++++ RECORD EXTRACTS
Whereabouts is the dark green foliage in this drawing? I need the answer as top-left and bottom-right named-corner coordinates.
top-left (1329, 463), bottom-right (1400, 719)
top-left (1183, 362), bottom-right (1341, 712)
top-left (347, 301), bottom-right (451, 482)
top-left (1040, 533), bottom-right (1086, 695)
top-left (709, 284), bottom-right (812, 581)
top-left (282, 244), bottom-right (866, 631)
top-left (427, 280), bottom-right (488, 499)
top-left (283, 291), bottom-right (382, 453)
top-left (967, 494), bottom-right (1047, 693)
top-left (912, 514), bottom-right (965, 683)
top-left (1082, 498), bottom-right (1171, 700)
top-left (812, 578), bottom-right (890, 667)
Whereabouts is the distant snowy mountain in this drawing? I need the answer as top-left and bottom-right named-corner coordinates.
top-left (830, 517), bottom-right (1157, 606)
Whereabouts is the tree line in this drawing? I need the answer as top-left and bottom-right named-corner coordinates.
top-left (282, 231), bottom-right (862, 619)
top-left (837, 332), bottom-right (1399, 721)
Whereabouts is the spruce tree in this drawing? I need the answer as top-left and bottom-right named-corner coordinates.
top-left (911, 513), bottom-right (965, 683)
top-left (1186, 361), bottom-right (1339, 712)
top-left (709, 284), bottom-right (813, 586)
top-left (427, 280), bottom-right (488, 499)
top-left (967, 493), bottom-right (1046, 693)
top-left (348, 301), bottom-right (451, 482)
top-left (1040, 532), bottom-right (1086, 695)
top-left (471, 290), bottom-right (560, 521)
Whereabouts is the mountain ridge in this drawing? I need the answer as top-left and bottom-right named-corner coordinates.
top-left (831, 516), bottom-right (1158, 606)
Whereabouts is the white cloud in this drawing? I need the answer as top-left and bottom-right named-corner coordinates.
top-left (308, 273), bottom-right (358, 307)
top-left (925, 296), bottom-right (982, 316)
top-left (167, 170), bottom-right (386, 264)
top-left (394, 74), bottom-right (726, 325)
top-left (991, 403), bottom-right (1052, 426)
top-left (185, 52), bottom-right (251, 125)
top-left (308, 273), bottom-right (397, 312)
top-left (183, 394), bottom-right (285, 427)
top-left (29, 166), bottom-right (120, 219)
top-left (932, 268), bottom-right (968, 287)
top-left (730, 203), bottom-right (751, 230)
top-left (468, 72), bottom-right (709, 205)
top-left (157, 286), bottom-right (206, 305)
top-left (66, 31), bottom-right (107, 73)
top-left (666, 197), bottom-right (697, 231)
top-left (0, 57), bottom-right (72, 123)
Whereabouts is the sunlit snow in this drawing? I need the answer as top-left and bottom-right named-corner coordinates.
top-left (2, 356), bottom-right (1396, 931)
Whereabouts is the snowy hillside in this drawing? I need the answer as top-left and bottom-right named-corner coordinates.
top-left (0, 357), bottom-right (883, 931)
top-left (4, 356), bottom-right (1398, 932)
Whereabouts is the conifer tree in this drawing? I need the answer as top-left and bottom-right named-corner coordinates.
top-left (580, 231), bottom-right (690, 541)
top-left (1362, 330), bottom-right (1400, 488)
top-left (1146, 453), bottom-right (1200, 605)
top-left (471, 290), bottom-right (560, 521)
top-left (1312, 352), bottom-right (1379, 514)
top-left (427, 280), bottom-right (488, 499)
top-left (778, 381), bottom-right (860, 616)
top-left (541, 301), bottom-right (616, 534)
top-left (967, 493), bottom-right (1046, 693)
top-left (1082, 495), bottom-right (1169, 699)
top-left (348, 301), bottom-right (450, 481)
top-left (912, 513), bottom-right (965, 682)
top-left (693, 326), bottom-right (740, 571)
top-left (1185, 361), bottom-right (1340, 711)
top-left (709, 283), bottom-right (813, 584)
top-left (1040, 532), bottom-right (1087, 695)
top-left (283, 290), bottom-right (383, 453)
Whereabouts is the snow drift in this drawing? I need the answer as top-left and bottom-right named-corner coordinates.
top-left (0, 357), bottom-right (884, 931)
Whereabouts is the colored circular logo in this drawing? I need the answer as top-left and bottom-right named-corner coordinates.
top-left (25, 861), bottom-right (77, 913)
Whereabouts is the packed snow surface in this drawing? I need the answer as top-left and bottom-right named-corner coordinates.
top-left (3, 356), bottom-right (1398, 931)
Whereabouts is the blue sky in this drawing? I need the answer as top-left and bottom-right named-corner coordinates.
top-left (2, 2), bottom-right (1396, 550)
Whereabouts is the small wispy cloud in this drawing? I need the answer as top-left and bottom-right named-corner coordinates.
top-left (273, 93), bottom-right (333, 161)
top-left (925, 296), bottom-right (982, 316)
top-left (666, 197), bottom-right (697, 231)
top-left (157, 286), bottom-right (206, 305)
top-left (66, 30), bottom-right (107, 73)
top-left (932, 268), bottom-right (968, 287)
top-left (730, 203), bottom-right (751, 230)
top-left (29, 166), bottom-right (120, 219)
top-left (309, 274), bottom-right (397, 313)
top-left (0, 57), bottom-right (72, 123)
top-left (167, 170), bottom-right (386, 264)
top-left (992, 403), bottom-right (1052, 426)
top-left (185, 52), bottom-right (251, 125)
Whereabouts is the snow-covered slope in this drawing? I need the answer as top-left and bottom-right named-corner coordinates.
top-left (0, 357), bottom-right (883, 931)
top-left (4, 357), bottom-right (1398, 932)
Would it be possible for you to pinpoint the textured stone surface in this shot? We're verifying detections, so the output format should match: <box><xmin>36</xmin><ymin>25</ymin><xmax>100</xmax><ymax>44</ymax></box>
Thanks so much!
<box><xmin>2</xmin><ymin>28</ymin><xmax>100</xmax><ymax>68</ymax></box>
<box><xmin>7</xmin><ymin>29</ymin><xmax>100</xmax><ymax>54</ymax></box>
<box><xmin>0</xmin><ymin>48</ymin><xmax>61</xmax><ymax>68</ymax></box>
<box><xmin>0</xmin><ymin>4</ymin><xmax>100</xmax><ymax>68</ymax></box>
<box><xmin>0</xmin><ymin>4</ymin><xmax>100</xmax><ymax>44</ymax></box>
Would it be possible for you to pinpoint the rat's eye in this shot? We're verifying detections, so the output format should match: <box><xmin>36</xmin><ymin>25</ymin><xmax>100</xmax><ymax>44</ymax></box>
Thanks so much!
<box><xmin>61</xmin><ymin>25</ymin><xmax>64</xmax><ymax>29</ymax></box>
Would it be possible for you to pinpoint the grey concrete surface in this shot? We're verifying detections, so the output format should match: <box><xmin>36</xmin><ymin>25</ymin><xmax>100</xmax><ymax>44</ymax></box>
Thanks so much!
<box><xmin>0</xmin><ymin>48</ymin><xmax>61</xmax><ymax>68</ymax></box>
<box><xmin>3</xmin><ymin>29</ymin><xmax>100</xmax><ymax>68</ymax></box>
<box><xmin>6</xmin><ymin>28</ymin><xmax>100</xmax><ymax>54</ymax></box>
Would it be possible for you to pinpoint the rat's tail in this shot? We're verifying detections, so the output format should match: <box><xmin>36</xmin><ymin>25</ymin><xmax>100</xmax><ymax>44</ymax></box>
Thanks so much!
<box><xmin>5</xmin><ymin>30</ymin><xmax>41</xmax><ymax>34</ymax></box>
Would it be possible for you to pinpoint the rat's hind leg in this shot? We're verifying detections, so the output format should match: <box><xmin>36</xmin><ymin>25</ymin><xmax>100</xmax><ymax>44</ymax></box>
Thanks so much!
++++++++
**TASK REQUIREMENTS**
The whole listing above needs to be transcribed exactly.

**EXERCISE OUTPUT**
Whereabouts is the dark green foliage in this drawing? I need the answer as top-left and bottom-right named-corner coordinates.
top-left (1329, 463), bottom-right (1400, 719)
top-left (1183, 362), bottom-right (1341, 712)
top-left (347, 301), bottom-right (451, 482)
top-left (1040, 533), bottom-right (1086, 695)
top-left (709, 284), bottom-right (812, 581)
top-left (282, 244), bottom-right (866, 631)
top-left (427, 280), bottom-right (488, 499)
top-left (283, 291), bottom-right (382, 453)
top-left (967, 494), bottom-right (1047, 693)
top-left (912, 514), bottom-right (965, 683)
top-left (1082, 498), bottom-right (1171, 700)
top-left (812, 578), bottom-right (890, 667)
Whereabouts is the distant snowy mountain in this drawing? I need the answer as top-left and bottom-right named-corner coordinates.
top-left (830, 517), bottom-right (1157, 606)
Whereabouts is the tree line in this drawing? I need the answer as top-left and bottom-right named-corner coordinates.
top-left (282, 231), bottom-right (862, 619)
top-left (837, 332), bottom-right (1399, 721)
Whereabouts is the spruce tree in this drawing? I need the answer as top-left and bottom-right named-corner coordinates.
top-left (911, 513), bottom-right (965, 683)
top-left (1186, 361), bottom-right (1339, 712)
top-left (709, 284), bottom-right (813, 586)
top-left (427, 280), bottom-right (488, 499)
top-left (967, 493), bottom-right (1046, 693)
top-left (348, 301), bottom-right (451, 482)
top-left (1040, 532), bottom-right (1086, 695)
top-left (471, 290), bottom-right (560, 521)
Whereabouts is the mountain ridge in this drawing? I need the answer as top-left and bottom-right named-corner coordinates.
top-left (831, 516), bottom-right (1158, 606)
Whereabouts is the white cloud in this drawing? I need the answer as top-left and bottom-right named-corner coordinates.
top-left (308, 273), bottom-right (358, 307)
top-left (925, 296), bottom-right (982, 316)
top-left (167, 170), bottom-right (386, 264)
top-left (394, 74), bottom-right (726, 325)
top-left (991, 403), bottom-right (1052, 426)
top-left (185, 52), bottom-right (251, 125)
top-left (308, 273), bottom-right (397, 312)
top-left (183, 394), bottom-right (285, 427)
top-left (29, 166), bottom-right (120, 219)
top-left (932, 268), bottom-right (968, 287)
top-left (730, 203), bottom-right (751, 230)
top-left (468, 72), bottom-right (709, 205)
top-left (157, 286), bottom-right (206, 305)
top-left (66, 31), bottom-right (107, 73)
top-left (666, 197), bottom-right (697, 231)
top-left (0, 57), bottom-right (72, 123)
Whereabouts is the sunlit snow in this drawing? I need the answer as top-left and bottom-right named-corner coordinates.
top-left (2, 356), bottom-right (1396, 931)
Whereabouts is the snowy hillside in this drawing? I need the answer as top-left and bottom-right named-corner coordinates.
top-left (0, 357), bottom-right (883, 931)
top-left (4, 356), bottom-right (1398, 932)
Whereabouts is the conifer tree in this drawing? I need the answer as top-left and bottom-right named-corner coordinates.
top-left (580, 231), bottom-right (690, 541)
top-left (1362, 330), bottom-right (1400, 488)
top-left (1146, 453), bottom-right (1200, 605)
top-left (471, 290), bottom-right (560, 521)
top-left (1312, 352), bottom-right (1379, 514)
top-left (427, 280), bottom-right (488, 499)
top-left (778, 381), bottom-right (860, 616)
top-left (541, 301), bottom-right (616, 534)
top-left (967, 493), bottom-right (1046, 693)
top-left (1082, 495), bottom-right (1169, 699)
top-left (348, 301), bottom-right (450, 481)
top-left (912, 513), bottom-right (965, 682)
top-left (693, 326), bottom-right (740, 571)
top-left (1185, 361), bottom-right (1340, 711)
top-left (709, 283), bottom-right (813, 584)
top-left (1040, 532), bottom-right (1087, 695)
top-left (283, 290), bottom-right (383, 453)
Whereabouts is the snow drift in this drawing? I need the answer as top-left and bottom-right named-corner coordinates.
top-left (0, 357), bottom-right (884, 931)
Whereabouts is the colored circular logo in this drawing? I need the answer as top-left and bottom-right named-corner coordinates.
top-left (25, 861), bottom-right (77, 913)
Whereabouts is the packed snow surface in this drawing? I need the answer as top-left and bottom-right named-corner coordinates.
top-left (3, 356), bottom-right (1398, 931)
Whereabouts is the blue sky in this drawing? I need the answer as top-left and bottom-right named-corner coordinates.
top-left (2, 2), bottom-right (1396, 550)
Whereabouts is the small wispy cloud in this drawing? I need the answer as top-left and bottom-right named-corner coordinates.
top-left (273, 93), bottom-right (333, 161)
top-left (925, 296), bottom-right (982, 316)
top-left (666, 197), bottom-right (697, 231)
top-left (157, 286), bottom-right (206, 305)
top-left (66, 30), bottom-right (107, 73)
top-left (932, 268), bottom-right (968, 287)
top-left (730, 203), bottom-right (751, 230)
top-left (29, 166), bottom-right (120, 219)
top-left (309, 274), bottom-right (397, 313)
top-left (0, 57), bottom-right (72, 123)
top-left (167, 170), bottom-right (386, 264)
top-left (992, 403), bottom-right (1052, 426)
top-left (185, 52), bottom-right (251, 125)
Whereabouts is the snow-covered slope in this drawing? I need the answer as top-left and bottom-right named-corner coordinates.
top-left (0, 357), bottom-right (883, 931)
top-left (4, 357), bottom-right (1398, 932)
Would it be possible for you to pinpoint the textured stone surface in this shot? We're verifying detections, so the output format should match: <box><xmin>36</xmin><ymin>25</ymin><xmax>100</xmax><ymax>44</ymax></box>
Thanks so much!
<box><xmin>2</xmin><ymin>28</ymin><xmax>100</xmax><ymax>68</ymax></box>
<box><xmin>7</xmin><ymin>29</ymin><xmax>100</xmax><ymax>54</ymax></box>
<box><xmin>0</xmin><ymin>48</ymin><xmax>61</xmax><ymax>68</ymax></box>
<box><xmin>0</xmin><ymin>4</ymin><xmax>100</xmax><ymax>68</ymax></box>
<box><xmin>0</xmin><ymin>4</ymin><xmax>100</xmax><ymax>44</ymax></box>
Would it be possible for you to pinpoint the rat's eye in this shot? We're verifying detections, so the output format should match: <box><xmin>36</xmin><ymin>25</ymin><xmax>100</xmax><ymax>44</ymax></box>
Thanks so much!
<box><xmin>61</xmin><ymin>25</ymin><xmax>64</xmax><ymax>29</ymax></box>
Would it be possible for you to pinpoint the grey concrete surface in this shot? We're verifying detections, so the output format should match: <box><xmin>36</xmin><ymin>25</ymin><xmax>100</xmax><ymax>44</ymax></box>
Thanks so much!
<box><xmin>0</xmin><ymin>48</ymin><xmax>61</xmax><ymax>68</ymax></box>
<box><xmin>3</xmin><ymin>29</ymin><xmax>100</xmax><ymax>68</ymax></box>
<box><xmin>6</xmin><ymin>28</ymin><xmax>100</xmax><ymax>54</ymax></box>
Would it be possible for you to pinpoint the rat's tail in this shot? We're verifying detections, so the output format should match: <box><xmin>36</xmin><ymin>25</ymin><xmax>100</xmax><ymax>44</ymax></box>
Thanks so much!
<box><xmin>5</xmin><ymin>30</ymin><xmax>41</xmax><ymax>34</ymax></box>
Would it be possible for you to pinpoint the rat's hind leg in this shot? We're verifying detections, so the output format should match: <box><xmin>36</xmin><ymin>25</ymin><xmax>100</xmax><ymax>44</ymax></box>
Thanks so much!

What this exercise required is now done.